TEXT SECTION =>
+++++

I put on a pedestal women like Virginia Woolf who fought to have a writing voice in a room of her own. She fought to have space to be “her” unmarred by the thick veil of the revolting patriarchy. Anne Sexton also did this. Deeply mentally troubled, these women are my heroes. They fought against the current despite their mental fragility caused by the very subjugation they had to endure. I read about Virginia Woolf that it was decided by her husband that she wouldn’t have children because “it would have been detrimental to her mental health” – How on point, Mr Woolf, at least you had the decency to let her have a lesbian affair instead! Of course, sex didn’t work with you, I believe she would have bought a Satisfyer if she was born today.

When are we going to bridge this gap? Both in Spain and the UK, we still find women being undervalued and prosecuted for being women even by members of their same sex. Tales of women getting promotions “after sucking cock”, criticised for having an abortion, shouted at in the street for wearing “sexy clothing”, undervalued and criticised for being single mothers, the stigma of female promiscuity and the castigation of women who suffer miscarriage in the workplace. All of this is still rife in society as we speak. I propose we undemonise women and women’s sexuality and we acknowledge it and respect it instead, with ALL the consequences that it has.

Without further hesitation I introduce one of my favourite poems by Anne Sexton called “The Ballad of the Lonely Masturbator”. Ladies, grab your satisfyer and a room of your own.

The Ballad of the Lonely Masturbator

by Anne Sexton

The end of the affair is always death.   
She’s my workshop. Slippery eye,   
out of the tribe of myself my breath   
finds you gone. I horrify
those who stand by. I am fed.   
At night, alone, I marry the bed.

+++++

ROWS =>
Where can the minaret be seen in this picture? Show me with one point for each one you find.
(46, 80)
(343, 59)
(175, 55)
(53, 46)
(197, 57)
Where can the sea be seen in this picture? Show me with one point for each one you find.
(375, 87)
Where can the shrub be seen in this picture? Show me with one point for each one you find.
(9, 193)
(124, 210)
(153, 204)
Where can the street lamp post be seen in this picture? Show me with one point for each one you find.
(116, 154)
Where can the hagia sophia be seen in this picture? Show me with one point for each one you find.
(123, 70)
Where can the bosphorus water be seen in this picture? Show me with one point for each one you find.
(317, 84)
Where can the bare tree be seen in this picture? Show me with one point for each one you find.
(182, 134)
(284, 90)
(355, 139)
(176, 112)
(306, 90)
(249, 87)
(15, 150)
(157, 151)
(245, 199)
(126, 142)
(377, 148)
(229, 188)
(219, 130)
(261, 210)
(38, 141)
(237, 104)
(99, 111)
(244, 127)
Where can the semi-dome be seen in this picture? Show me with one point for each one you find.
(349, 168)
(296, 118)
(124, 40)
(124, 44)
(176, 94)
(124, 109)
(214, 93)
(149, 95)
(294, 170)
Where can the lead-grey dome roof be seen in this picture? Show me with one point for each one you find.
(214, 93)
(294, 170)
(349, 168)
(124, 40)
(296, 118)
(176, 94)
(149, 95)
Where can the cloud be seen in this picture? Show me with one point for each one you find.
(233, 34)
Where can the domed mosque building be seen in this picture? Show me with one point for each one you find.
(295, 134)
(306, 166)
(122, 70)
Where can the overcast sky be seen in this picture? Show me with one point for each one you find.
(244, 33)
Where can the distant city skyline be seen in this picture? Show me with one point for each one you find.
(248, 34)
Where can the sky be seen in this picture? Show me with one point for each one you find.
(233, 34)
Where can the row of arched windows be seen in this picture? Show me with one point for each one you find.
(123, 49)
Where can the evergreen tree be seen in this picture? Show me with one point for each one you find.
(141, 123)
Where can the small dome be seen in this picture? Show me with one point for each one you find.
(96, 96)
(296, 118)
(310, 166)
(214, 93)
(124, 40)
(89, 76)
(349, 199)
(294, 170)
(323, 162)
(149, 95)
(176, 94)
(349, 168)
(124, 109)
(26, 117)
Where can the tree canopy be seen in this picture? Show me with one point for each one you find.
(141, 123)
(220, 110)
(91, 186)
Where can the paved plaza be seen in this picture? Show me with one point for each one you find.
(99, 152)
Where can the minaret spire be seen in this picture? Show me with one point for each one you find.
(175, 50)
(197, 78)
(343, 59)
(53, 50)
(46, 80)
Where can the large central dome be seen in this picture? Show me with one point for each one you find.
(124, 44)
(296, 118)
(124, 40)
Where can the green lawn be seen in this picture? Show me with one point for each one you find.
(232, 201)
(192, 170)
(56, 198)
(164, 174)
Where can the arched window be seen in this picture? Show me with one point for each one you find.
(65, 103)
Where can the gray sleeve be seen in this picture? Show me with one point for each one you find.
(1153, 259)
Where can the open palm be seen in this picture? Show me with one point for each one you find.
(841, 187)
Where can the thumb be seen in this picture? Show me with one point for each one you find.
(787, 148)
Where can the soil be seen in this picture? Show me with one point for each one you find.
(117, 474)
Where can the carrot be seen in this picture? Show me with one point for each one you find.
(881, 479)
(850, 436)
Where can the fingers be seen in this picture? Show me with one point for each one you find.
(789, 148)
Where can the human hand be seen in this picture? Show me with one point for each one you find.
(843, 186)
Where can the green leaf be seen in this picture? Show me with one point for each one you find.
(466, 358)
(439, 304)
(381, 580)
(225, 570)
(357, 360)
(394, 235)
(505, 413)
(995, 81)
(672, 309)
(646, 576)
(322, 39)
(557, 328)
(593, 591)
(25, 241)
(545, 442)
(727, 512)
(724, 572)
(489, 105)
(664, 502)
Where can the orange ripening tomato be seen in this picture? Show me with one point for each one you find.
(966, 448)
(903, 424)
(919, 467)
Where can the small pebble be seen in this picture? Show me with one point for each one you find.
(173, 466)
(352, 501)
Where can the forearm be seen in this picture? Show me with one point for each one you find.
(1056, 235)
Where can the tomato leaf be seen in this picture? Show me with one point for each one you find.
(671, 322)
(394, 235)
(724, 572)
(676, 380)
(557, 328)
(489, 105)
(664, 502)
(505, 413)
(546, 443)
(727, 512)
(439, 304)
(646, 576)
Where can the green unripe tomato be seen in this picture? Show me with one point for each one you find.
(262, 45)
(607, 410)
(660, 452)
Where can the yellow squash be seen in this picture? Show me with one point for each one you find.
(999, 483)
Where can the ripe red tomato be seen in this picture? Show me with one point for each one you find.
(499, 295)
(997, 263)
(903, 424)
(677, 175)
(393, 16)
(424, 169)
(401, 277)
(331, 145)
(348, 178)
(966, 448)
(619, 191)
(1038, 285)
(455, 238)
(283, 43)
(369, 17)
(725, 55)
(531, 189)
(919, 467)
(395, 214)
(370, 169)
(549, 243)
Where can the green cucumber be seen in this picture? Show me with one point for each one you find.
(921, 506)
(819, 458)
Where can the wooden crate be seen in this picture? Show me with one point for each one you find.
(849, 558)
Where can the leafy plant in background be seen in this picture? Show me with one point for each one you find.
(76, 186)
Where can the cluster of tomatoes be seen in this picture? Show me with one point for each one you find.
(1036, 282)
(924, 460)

+++++

TASKS TO CARRY OUT =>
- A) Render the part of the records that opens with the line containing "Where can the wooden" and runs through the end of the records as a JSON list of strings, one string per line, leaving out blank lines.
- B) Finish out the next part of the text on Virginia Woolf, Anne Sexton and women's sexuality, starting right after its last line.

THE RESPONSES =>
- A)
[
  "Where can the wooden crate be seen in this picture? Show me with one point for each one you find.",
  "(849, 558)",
  "Where can the leafy plant in background be seen in this picture? Show me with one point for each one you find.",
  "(76, 186)",
  "Where can the cluster of tomatoes be seen in this picture? Show me with one point for each one you find.",
  "(1036, 282)",
  "(924, 460)"
]

- B)
Finger to finger, now she’s mine.   
She’s not too far. She’s my encounter.   
I beat her like a bell. I recline
in the bower where you used to mount her.   
You borrowed me on the flowered spread.   
At night, alone, I marry the bed.

Take for instance this night, my love,   
that every single couple puts together   
with a joint overturning, beneath, above,   
the abundant two on sponge and feather,   
kneeling and pushing, head to head.   
At night alone, I marry the bed.

I break out of my body this way,   
an annoying miracle. Could I   
put the dream market on display?   
I am spread out. I crucify.
My little plum is what you said.   
At night, alone, I marry the bed.

Then my black-eyed rival came.
The lady of water, rising on the beach,   
a piano at her fingertips, shame   
on her lips and a flute’s speech.
And I was the knock-kneed broom instead.   
At night, alone, I marry the bed.

She took you the way a woman takes   
a bargain dress off the rack
and I broke the way a stone breaks.
I give back your books and fishing tack.   
Today’s paper says that you are wed.   
At night, alone, I marry the bed.

The boys and girls are one tonight.
They unbutton blouses. They unzip flies.   
They take off shoes. They turn off the light.   
The glimmering creatures are full of lies.
They are eating each other. They are overfed.   
At night, alone, I marry the bed.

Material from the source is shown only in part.